■ **Selected extract**:
"""
2.1 Data, Visualization, and Statistical Literacy

Data and visualization literacy encompass the capacity to transform questions into actionable queries and derive insights from data representations [12]. Prior research has examined the fundamental tasks individuals undertake to answer questions using data [79], how people establish connections between data and visual representations [33], and how these representations facilitate spatial reasoning tasks [30, 69]. With society’s growing reliance on computing devices and the increasing quantification of information, proficiency in data and visualization literacy has become indispensable [16, 66].

Data and visualization literacy are often viewed as foundational skills in building statistical literacy [22, 63, 75], which Gal defines as the ability to interpret and critically evaluate statistical information [22]. Graphs are important tools for understanding and assessing how statistical measures represent the underlying data [4]. Given the relationship between data, data representations, and statistics, there has been an increasing emphasis on teaching data and statistics in more complementary ways [67].

Several tools have been developed to help users build data, visualization, and statistical literacy by enhancing the ease of data manipulation and interactive exploration [7, 11, 16, 28, 29, 48]. However, limited research has explored how audio and haptic interactivity can aid in the development of statistical literacy among BLV students. This work seeks to understand how we can leverage audio and haptic modalities to help BLV students engage with data, visualization, and statistical concepts in more interactive ways.
"""
■ **Provided data**:
"""
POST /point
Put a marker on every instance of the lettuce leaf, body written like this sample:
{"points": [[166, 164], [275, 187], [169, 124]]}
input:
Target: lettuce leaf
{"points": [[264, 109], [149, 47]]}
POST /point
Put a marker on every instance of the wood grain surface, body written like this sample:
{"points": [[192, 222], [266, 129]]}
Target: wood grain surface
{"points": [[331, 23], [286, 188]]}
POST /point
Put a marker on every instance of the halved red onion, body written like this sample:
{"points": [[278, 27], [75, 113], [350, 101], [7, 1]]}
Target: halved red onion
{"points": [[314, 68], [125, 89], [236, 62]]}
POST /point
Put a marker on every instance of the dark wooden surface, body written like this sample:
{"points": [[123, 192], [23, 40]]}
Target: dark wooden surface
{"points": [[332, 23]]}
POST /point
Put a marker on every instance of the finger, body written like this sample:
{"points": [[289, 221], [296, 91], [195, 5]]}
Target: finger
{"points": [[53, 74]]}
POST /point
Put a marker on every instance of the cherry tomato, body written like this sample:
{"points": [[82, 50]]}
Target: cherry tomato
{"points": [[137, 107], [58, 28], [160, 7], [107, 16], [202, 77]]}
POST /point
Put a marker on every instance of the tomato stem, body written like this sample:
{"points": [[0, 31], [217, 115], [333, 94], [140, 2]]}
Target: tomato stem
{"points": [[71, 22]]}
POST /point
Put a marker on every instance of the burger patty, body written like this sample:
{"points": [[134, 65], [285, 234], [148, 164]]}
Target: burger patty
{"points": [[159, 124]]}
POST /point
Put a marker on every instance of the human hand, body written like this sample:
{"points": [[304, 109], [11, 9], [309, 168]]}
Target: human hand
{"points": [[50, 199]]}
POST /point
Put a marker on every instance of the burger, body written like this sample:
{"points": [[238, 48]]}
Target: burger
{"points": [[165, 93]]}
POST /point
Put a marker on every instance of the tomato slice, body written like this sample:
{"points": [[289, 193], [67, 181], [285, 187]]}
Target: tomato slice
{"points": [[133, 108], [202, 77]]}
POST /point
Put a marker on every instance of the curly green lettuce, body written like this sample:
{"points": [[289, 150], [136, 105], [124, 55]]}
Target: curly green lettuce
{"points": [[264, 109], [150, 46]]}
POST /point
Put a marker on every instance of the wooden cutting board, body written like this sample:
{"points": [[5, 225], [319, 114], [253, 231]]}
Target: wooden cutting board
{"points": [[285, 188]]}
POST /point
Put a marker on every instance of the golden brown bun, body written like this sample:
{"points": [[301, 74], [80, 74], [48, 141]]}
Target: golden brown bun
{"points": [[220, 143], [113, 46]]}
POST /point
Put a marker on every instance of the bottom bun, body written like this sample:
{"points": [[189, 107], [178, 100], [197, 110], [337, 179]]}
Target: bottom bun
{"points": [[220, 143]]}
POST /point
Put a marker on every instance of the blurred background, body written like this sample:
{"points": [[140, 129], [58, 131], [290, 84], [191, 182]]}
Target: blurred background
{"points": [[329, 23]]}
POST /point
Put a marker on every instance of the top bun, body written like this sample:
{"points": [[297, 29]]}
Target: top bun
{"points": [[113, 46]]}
"""
■ **Instruction**:
Reproduce word for word the part of the passage on data, visualization, and statistical literacy starting at "Several tools have" and ending at "more interactive ways.".

■ **Expected answer**:
Several tools have been developed to help users build data, visualization, and statistical literacy by enhancing the ease of data manipulation and interactive exploration [7, 11, 16, 28, 29, 48]. However, limited research has explored how audio and haptic interactivity can aid in the development of statistical literacy among BLV students. This work seeks to understand how we can leverage audio and haptic modalities to help BLV students engage with data, visualization, and statistical concepts in more interactive ways.